(Point annotation dataset records)
•••

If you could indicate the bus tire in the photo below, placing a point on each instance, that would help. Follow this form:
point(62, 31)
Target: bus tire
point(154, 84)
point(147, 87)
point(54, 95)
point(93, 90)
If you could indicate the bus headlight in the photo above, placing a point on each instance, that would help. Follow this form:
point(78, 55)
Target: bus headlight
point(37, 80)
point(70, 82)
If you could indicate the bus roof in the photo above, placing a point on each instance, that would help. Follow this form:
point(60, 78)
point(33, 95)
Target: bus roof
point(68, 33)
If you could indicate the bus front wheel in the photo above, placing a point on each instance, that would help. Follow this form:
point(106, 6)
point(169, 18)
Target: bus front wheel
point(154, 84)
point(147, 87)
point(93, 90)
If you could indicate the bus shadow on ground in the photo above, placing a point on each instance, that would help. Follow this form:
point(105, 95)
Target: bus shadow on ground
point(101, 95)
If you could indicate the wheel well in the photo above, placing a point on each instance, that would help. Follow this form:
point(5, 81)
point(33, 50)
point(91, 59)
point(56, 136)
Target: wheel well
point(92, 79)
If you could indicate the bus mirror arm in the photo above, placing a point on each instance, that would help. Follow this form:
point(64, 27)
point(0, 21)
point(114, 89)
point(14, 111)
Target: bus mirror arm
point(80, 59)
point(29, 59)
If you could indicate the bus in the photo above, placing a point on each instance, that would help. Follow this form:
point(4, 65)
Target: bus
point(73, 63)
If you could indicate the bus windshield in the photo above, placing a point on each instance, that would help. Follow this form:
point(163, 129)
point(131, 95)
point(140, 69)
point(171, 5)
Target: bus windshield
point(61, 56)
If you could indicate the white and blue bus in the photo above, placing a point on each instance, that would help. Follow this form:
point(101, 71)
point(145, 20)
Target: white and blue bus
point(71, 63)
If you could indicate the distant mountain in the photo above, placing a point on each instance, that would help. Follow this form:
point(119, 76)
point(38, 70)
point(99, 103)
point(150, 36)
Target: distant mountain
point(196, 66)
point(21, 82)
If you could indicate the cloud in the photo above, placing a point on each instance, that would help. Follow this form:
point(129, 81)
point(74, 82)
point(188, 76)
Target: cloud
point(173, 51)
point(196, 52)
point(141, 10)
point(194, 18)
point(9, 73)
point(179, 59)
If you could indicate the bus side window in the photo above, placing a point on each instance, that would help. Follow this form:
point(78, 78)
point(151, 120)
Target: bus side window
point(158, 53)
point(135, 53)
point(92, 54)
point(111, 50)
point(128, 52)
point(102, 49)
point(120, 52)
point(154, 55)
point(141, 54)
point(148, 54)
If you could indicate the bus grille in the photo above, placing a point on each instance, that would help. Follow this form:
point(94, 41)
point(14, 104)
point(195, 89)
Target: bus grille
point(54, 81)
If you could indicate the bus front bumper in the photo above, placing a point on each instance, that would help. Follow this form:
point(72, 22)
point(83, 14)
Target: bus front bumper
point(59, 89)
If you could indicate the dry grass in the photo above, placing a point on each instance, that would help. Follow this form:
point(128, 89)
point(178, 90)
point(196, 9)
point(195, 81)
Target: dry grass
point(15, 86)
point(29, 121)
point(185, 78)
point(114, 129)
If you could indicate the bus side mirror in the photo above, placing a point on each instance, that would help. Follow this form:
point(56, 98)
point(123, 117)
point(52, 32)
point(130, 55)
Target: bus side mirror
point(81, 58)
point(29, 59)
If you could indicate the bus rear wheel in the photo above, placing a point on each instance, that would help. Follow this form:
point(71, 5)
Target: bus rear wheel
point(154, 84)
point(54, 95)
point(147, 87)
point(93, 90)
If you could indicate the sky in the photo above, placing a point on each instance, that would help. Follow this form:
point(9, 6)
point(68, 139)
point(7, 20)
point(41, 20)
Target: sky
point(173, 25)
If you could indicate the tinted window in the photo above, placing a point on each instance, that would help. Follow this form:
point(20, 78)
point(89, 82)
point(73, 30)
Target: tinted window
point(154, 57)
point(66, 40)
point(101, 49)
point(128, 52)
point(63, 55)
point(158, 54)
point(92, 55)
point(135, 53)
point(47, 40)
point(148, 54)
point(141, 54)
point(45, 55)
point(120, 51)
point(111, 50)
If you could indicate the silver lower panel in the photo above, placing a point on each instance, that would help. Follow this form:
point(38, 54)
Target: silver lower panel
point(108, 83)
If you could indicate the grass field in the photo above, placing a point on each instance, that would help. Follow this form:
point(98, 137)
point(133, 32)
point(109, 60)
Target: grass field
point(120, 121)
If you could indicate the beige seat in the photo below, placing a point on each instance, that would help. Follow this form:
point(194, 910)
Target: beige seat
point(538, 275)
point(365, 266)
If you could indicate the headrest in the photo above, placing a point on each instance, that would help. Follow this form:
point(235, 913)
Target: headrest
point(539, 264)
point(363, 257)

•••

TASK TO COMPLETE »
Can you give all of the records above as a numbered list, one line per item, with blank lines left out?

TASK SOLUTION »
1. If you could indicate the bus tire in the photo below, placing a point on each instance, that would help. Follow this form:
2. point(62, 31)
3. Target: bus tire
4. point(154, 84)
5. point(147, 87)
6. point(54, 95)
7. point(93, 90)
8. If you could indicate the bus headlight in the photo above, placing a point on each instance, that would help. Follow this form:
9. point(78, 55)
10. Target: bus headlight
11. point(37, 80)
12. point(70, 82)
13. If you could indicate the bus roof in the photo above, placing a point on each instance, that would help. Follow this form:
14. point(60, 78)
15. point(33, 95)
16. Target: bus roof
17. point(68, 33)
18. If you could indicate the bus front wheel in the photo above, placing a point on each instance, that would help. Follow this form:
19. point(106, 6)
20. point(169, 18)
21. Target: bus front wheel
22. point(154, 84)
23. point(147, 87)
24. point(93, 90)
25. If you could indicate the bus shadow on ground in the photo above, placing a point on each instance, that would help. Follow this form:
26. point(105, 95)
27. Target: bus shadow on ground
28. point(101, 95)
29. If you could indicate the wheel well in the photo above, placing a point on each instance, that would help. Follow this form:
30. point(5, 81)
31. point(33, 50)
32. point(91, 59)
33. point(56, 136)
34. Target: wheel well
35. point(92, 79)
36. If you could indicate the bus mirror arm in the photo above, placing a point on each instance, that would help. Follow this form:
37. point(64, 27)
38. point(0, 21)
39. point(114, 89)
40. point(14, 111)
41. Target: bus mirror arm
42. point(80, 59)
43. point(29, 59)
44. If you could indicate the bus in the photo above, placing a point on each instance, that would help. Follow this form:
45. point(4, 65)
46. Target: bus
47. point(73, 63)
48. If you could indicate the bus windshield in the photo above, placing a point on each instance, that would help. Follow this form:
49. point(163, 129)
50. point(131, 95)
51. point(140, 69)
52. point(171, 5)
53. Target: bus windshield
54. point(61, 56)
55. If you could indicate the white and blue bus in the photo above, placing a point on each instance, that would help. Follow this form:
56. point(101, 71)
57. point(145, 20)
58. Target: white and blue bus
59. point(71, 63)
60. If you could indicate the distant mountain in the photo above, placing a point on each instance, that would help. Follow this form:
61. point(119, 76)
62. point(38, 70)
63. point(99, 103)
64. point(150, 36)
65. Target: distant mountain
66. point(196, 66)
67. point(21, 82)
68. If you could indicate the cloud in the photo above, placing a point on each instance, that would help. Follow this form:
69. point(129, 81)
70. point(74, 82)
71. point(188, 76)
72. Target: cloud
73. point(173, 51)
74. point(196, 52)
75. point(141, 10)
76. point(194, 18)
77. point(9, 73)
78. point(179, 59)
79. If you could indicate the bus side window in the photo above, placing a point on each instance, that would help. Follow this form:
80. point(78, 78)
81. point(151, 120)
82. Target: bus side window
83. point(158, 53)
84. point(135, 53)
85. point(92, 54)
86. point(111, 50)
87. point(128, 52)
88. point(102, 49)
89. point(120, 52)
90. point(154, 55)
91. point(141, 54)
92. point(148, 54)
93. If you could indicate the bus grille in the photo above, placing a point on each instance, that would help. Follow this form:
94. point(94, 41)
95. point(14, 104)
96. point(195, 89)
97. Target: bus grille
98. point(54, 81)
99. If you could indicate the bus front bumper in the photo above, placing a point on each instance, that would help. Follow this form:
100. point(72, 22)
101. point(83, 14)
102. Target: bus front bumper
103. point(59, 89)
104. If you could indicate the dry grass in the photo above, placing a point on each instance, that would help. Follow this form:
105. point(128, 89)
106. point(178, 90)
107. point(196, 9)
108. point(195, 81)
109. Target: dry grass
110. point(15, 86)
111. point(29, 121)
112. point(185, 78)
113. point(114, 129)
114. If you could indicate the bus side mirror in the photo above, placing a point on each instance, that would help. Follow this form:
115. point(56, 98)
116. point(123, 117)
117. point(52, 32)
118. point(130, 55)
119. Target: bus side mirror
120. point(81, 58)
121. point(29, 59)
122. If you could indicate the bus rear wheel in the photo above, placing a point on each instance, that would help. Follow this form:
123. point(71, 5)
124. Target: bus rear wheel
125. point(154, 84)
126. point(54, 95)
127. point(147, 87)
128. point(93, 90)
129. If you could indicate the sky in the photo above, placing a point on each instance, that would help. Follow this form:
130. point(9, 6)
131. point(68, 139)
132. point(7, 20)
133. point(41, 20)
134. Target: sky
135. point(173, 25)
136. If you could indicate the tinted window in the photo above, placing a point on each instance, that would help. Follow this form:
137. point(20, 78)
138. point(89, 82)
139. point(73, 30)
140. Target: tinted window
141. point(154, 57)
142. point(66, 40)
143. point(101, 49)
144. point(128, 52)
145. point(63, 55)
146. point(158, 54)
147. point(92, 55)
148. point(135, 53)
149. point(47, 40)
150. point(148, 54)
151. point(141, 54)
152. point(45, 55)
153. point(120, 51)
154. point(111, 50)
155. If you could indicate the silver lower panel in the photo above, placing a point on each instance, that would help. Follow this form:
156. point(38, 54)
157. Target: silver lower panel
158. point(108, 83)
159. If you could indicate the grass field in the photo above, placing a point on each instance, that would help. Follow this form:
160. point(98, 137)
161. point(133, 32)
162. point(109, 60)
163. Target: grass field
164. point(120, 121)
165. If you could indicate the beige seat in the photo below, placing a point on each instance, that would help. Follow this form:
166. point(194, 910)
167. Target: beige seat
168. point(538, 275)
169. point(365, 266)
170. If you could indicate the headrest in the photo above, placing a point on each instance, that would help. Follow this form:
171. point(235, 913)
172. Target: headrest
173. point(539, 264)
174. point(363, 257)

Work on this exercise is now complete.